Record set
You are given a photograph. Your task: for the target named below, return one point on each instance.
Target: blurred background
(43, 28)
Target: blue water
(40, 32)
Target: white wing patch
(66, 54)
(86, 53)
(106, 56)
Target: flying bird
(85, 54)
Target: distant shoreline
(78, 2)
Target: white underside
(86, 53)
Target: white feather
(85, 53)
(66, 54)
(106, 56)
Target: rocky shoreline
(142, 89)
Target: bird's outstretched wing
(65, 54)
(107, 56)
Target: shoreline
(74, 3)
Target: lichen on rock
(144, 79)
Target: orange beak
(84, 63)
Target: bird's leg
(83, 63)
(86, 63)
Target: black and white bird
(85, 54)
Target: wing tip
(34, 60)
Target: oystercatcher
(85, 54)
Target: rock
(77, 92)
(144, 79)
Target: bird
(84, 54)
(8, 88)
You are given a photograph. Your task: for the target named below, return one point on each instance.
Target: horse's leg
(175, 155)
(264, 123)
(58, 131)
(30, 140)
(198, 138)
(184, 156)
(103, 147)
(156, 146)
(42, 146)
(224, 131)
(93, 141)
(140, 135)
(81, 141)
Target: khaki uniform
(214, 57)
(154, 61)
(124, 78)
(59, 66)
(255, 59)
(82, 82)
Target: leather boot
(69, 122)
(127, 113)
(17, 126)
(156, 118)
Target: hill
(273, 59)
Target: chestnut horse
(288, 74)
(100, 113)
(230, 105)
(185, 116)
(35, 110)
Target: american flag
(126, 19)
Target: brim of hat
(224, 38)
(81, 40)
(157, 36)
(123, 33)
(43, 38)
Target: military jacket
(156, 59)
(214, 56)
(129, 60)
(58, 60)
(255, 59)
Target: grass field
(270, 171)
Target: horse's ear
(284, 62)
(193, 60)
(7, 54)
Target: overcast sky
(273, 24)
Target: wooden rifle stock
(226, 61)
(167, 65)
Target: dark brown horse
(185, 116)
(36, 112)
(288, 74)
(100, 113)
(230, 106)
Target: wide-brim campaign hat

Problem requirements
Reproduce the rows starting at the line containing "Target: shoreline" and ending at the last of the rows, with "grass field" replaced by "grassy meadow" and everything else unchanged.

Exercise answer
Target: shoreline
(74, 3)
Target: lichen on rock
(144, 79)
Target: orange beak
(84, 63)
Target: bird's leg
(83, 63)
(86, 63)
Target: black and white bird
(85, 54)
Target: wing tip
(34, 60)
Target: oystercatcher
(85, 54)
Target: rock
(77, 92)
(144, 79)
Target: bird
(84, 54)
(8, 88)
You are given a photograph. Your task: for the target named below, return one point on each instance.
Target: horse's leg
(175, 155)
(264, 123)
(58, 131)
(30, 140)
(198, 138)
(184, 156)
(103, 147)
(156, 146)
(42, 146)
(224, 131)
(93, 141)
(140, 135)
(81, 141)
Target: khaki uniform
(214, 57)
(154, 61)
(124, 78)
(59, 66)
(255, 59)
(82, 82)
Target: leather boot
(69, 122)
(127, 113)
(17, 126)
(156, 118)
Target: hill
(273, 59)
Target: chestnut horse
(288, 74)
(100, 113)
(230, 105)
(185, 116)
(35, 110)
Target: american flag
(126, 19)
Target: brim of hat
(224, 38)
(81, 40)
(157, 36)
(123, 33)
(43, 38)
Target: military jacket
(156, 59)
(214, 56)
(129, 60)
(58, 60)
(255, 59)
Target: grassy meadow
(270, 171)
Target: horse's ear
(284, 62)
(193, 60)
(7, 54)
Target: overcast sky
(273, 24)
Target: wooden rifle stock
(226, 61)
(167, 65)
Target: dark brown horse
(185, 116)
(36, 112)
(288, 74)
(100, 113)
(230, 106)
Target: wide-brim campaign hat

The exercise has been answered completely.